- [Raw records]:
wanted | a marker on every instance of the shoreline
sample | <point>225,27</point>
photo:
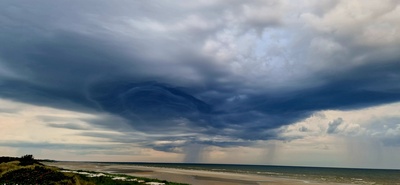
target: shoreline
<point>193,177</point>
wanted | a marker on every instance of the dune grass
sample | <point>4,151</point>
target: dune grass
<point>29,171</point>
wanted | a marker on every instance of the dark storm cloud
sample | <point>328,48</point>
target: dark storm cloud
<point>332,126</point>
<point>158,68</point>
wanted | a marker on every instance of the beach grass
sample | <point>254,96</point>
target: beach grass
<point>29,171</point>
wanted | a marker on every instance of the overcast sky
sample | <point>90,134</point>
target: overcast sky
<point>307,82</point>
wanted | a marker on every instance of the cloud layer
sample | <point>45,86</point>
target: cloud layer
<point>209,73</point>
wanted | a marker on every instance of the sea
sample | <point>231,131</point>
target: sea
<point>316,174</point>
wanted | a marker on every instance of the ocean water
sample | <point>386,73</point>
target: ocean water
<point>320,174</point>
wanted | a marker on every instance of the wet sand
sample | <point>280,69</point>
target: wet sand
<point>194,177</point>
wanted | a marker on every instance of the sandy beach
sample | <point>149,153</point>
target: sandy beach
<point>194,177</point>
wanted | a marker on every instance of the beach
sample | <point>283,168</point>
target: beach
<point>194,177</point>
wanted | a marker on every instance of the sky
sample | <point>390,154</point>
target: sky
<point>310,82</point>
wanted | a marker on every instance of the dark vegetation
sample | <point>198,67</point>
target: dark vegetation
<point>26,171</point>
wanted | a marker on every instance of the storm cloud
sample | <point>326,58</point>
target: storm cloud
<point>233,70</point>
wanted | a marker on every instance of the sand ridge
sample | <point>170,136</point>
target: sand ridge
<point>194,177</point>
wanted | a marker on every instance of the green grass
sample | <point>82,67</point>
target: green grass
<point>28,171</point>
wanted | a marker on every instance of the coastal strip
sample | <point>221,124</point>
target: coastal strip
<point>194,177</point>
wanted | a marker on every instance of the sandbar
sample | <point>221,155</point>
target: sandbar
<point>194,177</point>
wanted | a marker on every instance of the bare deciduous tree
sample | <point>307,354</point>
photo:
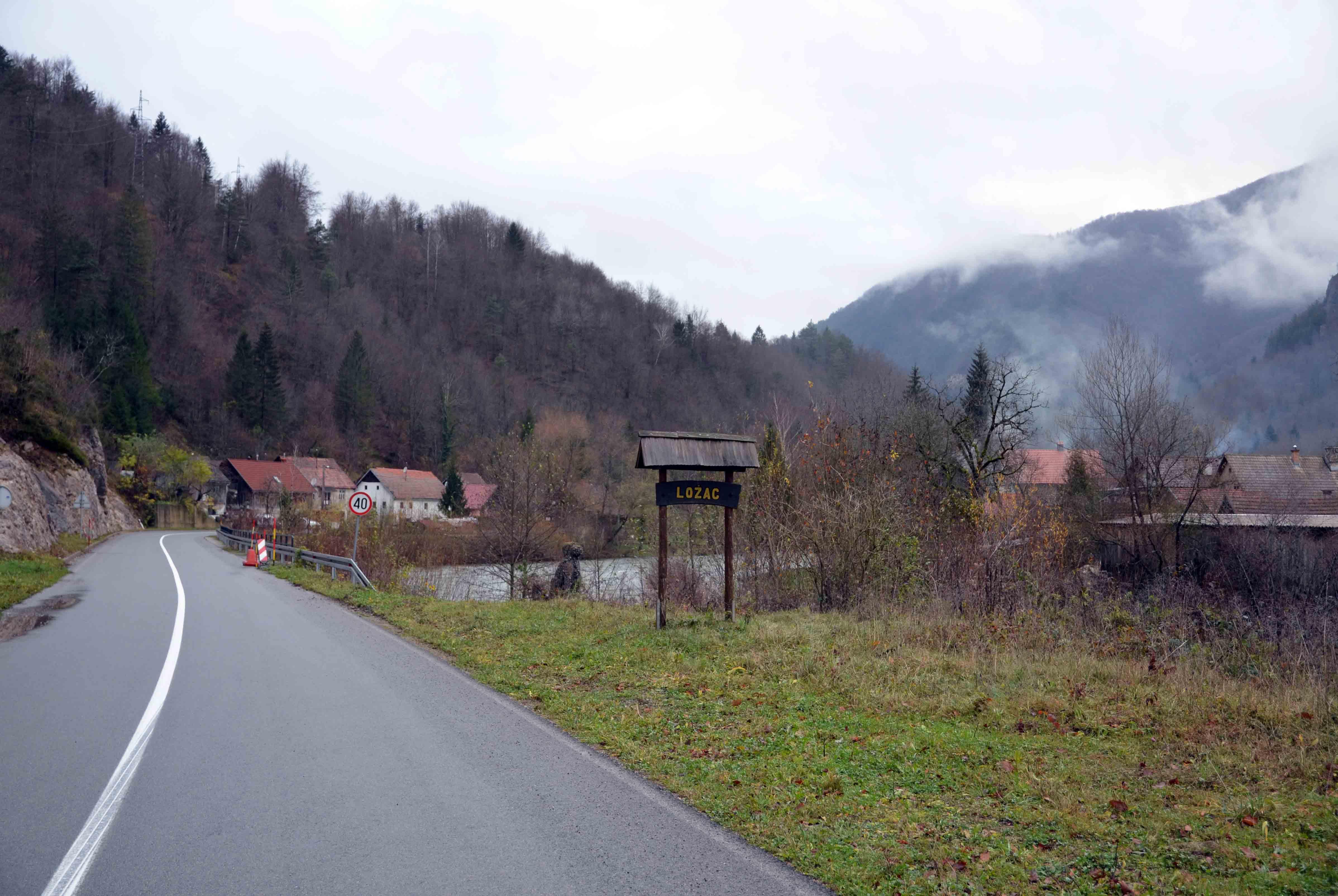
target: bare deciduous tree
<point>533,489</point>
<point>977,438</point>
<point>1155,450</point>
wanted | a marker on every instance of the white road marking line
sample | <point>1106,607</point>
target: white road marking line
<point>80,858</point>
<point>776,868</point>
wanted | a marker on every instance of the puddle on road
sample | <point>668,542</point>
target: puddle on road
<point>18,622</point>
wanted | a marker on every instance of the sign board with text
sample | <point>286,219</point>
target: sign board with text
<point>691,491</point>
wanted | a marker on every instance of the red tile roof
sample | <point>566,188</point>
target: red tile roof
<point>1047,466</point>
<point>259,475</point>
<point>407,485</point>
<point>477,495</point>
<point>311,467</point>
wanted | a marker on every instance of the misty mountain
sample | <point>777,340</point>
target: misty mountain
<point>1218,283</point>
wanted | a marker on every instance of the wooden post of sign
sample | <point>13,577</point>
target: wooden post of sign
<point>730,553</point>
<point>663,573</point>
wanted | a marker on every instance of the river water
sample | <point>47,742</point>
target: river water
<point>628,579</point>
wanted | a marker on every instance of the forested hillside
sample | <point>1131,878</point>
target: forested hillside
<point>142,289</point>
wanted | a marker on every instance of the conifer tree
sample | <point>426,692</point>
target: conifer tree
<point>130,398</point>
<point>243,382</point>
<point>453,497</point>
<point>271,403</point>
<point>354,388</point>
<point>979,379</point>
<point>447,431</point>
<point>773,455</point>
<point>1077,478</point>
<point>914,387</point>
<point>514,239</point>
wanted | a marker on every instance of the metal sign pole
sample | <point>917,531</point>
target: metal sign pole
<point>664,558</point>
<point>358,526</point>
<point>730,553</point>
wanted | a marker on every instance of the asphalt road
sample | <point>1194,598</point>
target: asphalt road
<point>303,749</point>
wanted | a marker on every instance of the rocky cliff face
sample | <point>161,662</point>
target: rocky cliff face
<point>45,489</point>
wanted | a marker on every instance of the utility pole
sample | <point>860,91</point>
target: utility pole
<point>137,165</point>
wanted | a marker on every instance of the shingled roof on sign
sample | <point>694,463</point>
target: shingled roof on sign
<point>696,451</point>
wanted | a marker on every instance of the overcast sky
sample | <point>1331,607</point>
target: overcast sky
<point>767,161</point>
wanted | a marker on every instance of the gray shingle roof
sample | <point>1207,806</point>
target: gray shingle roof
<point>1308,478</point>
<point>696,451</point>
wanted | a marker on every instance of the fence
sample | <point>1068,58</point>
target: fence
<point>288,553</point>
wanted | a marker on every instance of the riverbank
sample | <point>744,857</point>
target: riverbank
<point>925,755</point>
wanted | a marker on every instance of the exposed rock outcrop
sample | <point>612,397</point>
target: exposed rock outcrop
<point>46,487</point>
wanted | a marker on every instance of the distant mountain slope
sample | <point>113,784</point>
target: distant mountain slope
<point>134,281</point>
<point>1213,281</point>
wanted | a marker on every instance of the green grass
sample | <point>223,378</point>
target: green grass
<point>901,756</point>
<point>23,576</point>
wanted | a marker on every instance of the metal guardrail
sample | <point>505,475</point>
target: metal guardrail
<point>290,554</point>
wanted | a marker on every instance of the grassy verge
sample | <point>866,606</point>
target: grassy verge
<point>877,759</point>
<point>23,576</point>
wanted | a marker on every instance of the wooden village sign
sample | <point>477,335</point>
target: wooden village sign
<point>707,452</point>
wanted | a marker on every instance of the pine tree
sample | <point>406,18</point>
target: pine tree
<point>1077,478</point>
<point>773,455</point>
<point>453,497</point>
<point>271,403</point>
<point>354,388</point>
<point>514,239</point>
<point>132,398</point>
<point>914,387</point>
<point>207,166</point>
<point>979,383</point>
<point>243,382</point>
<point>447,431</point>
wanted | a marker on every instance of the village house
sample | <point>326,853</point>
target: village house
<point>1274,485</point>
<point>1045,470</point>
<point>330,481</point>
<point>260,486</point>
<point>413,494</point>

- [Set exercise]: Please write out all of the material above without changing a word, and omit any pictures.

- [Answer in full]:
wanted | a marker on every instance of the shoreline
sample | <point>225,27</point>
photo:
target: shoreline
<point>193,177</point>
wanted | a marker on every instance of the dune grass
sample | <point>4,151</point>
target: dune grass
<point>29,171</point>
wanted | a marker on every instance of the dark storm cloud
sample | <point>328,48</point>
target: dark storm cloud
<point>332,126</point>
<point>158,68</point>
wanted | a marker on every instance of the beach grass
sample | <point>254,96</point>
target: beach grass
<point>29,171</point>
wanted | a marker on every instance of the overcast sky
sample | <point>90,134</point>
target: overcast sky
<point>307,82</point>
wanted | a marker on every instance of the cloud layer
sample | <point>45,86</point>
target: cloud layer
<point>209,73</point>
wanted | a marker on every instance of the sea
sample | <point>231,131</point>
target: sea
<point>316,174</point>
wanted | a marker on every instance of the ocean water
sample | <point>386,73</point>
target: ocean water
<point>320,174</point>
wanted | a marker on every instance of the wet sand
sample | <point>280,69</point>
target: wet sand
<point>194,177</point>
wanted | a marker on every instance of the sandy beach
sample | <point>149,153</point>
target: sandy beach
<point>194,177</point>
wanted | a marker on every instance of the beach
sample | <point>283,168</point>
target: beach
<point>194,177</point>
wanted | a marker on every instance of the sky
sample | <point>390,154</point>
target: sky
<point>310,82</point>
wanted | a marker on every instance of the dark vegetation
sample | <point>198,67</point>
target: dark vegetation
<point>26,171</point>
wanted | a marker on every instance of the storm cloud
sample | <point>326,58</point>
target: storm cloud
<point>233,70</point>
wanted | a marker on every instance of the sand ridge
sample | <point>170,136</point>
target: sand ridge
<point>194,177</point>
wanted | a marker on every instance of the green grass
sample | <point>82,67</point>
target: green grass
<point>28,171</point>
wanted | a marker on every instance of the coastal strip
sample | <point>221,124</point>
target: coastal strip
<point>194,177</point>
wanted | a marker on every instance of the sandbar
sample | <point>221,155</point>
target: sandbar
<point>194,177</point>
wanted | a marker on every instance of the bare deciduous tree
sample | <point>307,354</point>
photo:
target: bare deciduous tree
<point>533,489</point>
<point>977,438</point>
<point>1155,450</point>
wanted | a marker on every instance of the white road marking line
sample | <point>1106,607</point>
target: white road marking line
<point>80,858</point>
<point>776,868</point>
wanted | a marker on every instance of the puddle on road
sample | <point>668,542</point>
target: puddle on road
<point>18,622</point>
wanted | a marker on every instance of the sign board with text
sample | <point>286,219</point>
target: sign board with text
<point>691,491</point>
wanted | a marker on every instance of the red tile roof
sample | <point>566,188</point>
target: red tile roof
<point>1047,466</point>
<point>259,475</point>
<point>407,485</point>
<point>477,495</point>
<point>311,467</point>
wanted | a marker on every instance of the misty mountain
sample | <point>777,340</point>
target: misty mountain
<point>1218,283</point>
wanted | a marker on every instance of the wooden post of sign
sample | <point>13,577</point>
target: wooden post of sign
<point>730,553</point>
<point>663,573</point>
wanted | a marker on every instance of the river water
sample | <point>47,742</point>
target: river water
<point>628,579</point>
wanted | a marker on every instance of the forested hillside
sample | <point>1131,878</point>
target: forested hillside
<point>142,289</point>
wanted | a marker on every instance of the conifer tree
sample | <point>426,692</point>
target: conifer tree
<point>130,398</point>
<point>243,382</point>
<point>453,497</point>
<point>271,403</point>
<point>354,388</point>
<point>979,379</point>
<point>447,431</point>
<point>773,455</point>
<point>1077,478</point>
<point>914,387</point>
<point>514,239</point>
wanted | a marker on every instance of the metal sign pole
sample | <point>917,531</point>
target: metal sign pole
<point>664,558</point>
<point>358,526</point>
<point>730,553</point>
wanted | a marker on every instance of the asphalt road
sample | <point>1194,598</point>
target: asphalt road
<point>303,749</point>
wanted | a marker on every instance of the rocky cliff face
sample | <point>161,662</point>
target: rocky cliff face
<point>45,489</point>
wanted | a marker on every instance of the utility pole
sample | <point>860,91</point>
target: utility pole
<point>137,165</point>
wanted | a marker on every instance of the shingled roof on sign
sample | <point>694,463</point>
target: shingled roof on sign
<point>696,451</point>
wanted | a marker on every instance of the overcast sky
sample | <point>1331,607</point>
target: overcast sky
<point>767,161</point>
wanted | a marker on every instance of the gray shingle roof
sample | <point>1207,806</point>
target: gray shingle roof
<point>1308,478</point>
<point>696,451</point>
wanted | a marker on every instance of the fence
sample | <point>1068,58</point>
target: fence
<point>288,553</point>
wanted | a marker on every instance of the riverbank
sample | <point>744,857</point>
target: riverbank
<point>925,755</point>
wanted | a marker on every instance of the exposed rock outcrop
sample | <point>612,397</point>
target: exposed rock outcrop
<point>46,487</point>
wanted | a marker on every instance of the distant mountain slope
sample | <point>113,784</point>
target: distant mountain slope
<point>134,281</point>
<point>1213,281</point>
wanted | a marker on every instance of the green grass
sample | <point>223,378</point>
target: green grass
<point>901,756</point>
<point>23,576</point>
wanted | a marker on every instance of the metal guardrail
sample | <point>505,475</point>
target: metal guardrail
<point>290,554</point>
wanted | a marker on every instance of the grassy verge
sample | <point>866,606</point>
target: grassy verge
<point>877,759</point>
<point>23,576</point>
wanted | a marker on every instance of the wooden village sign
sample | <point>477,335</point>
target: wooden village sign
<point>707,452</point>
wanted | a marker on every instance of the pine tree
sample | <point>406,18</point>
target: pine tree
<point>1077,478</point>
<point>773,455</point>
<point>453,497</point>
<point>271,403</point>
<point>354,388</point>
<point>514,239</point>
<point>132,398</point>
<point>914,387</point>
<point>207,166</point>
<point>979,383</point>
<point>243,382</point>
<point>447,431</point>
wanted | a marker on every instance of the village house
sample | <point>326,853</point>
target: village house
<point>1274,485</point>
<point>1045,470</point>
<point>330,481</point>
<point>260,486</point>
<point>413,494</point>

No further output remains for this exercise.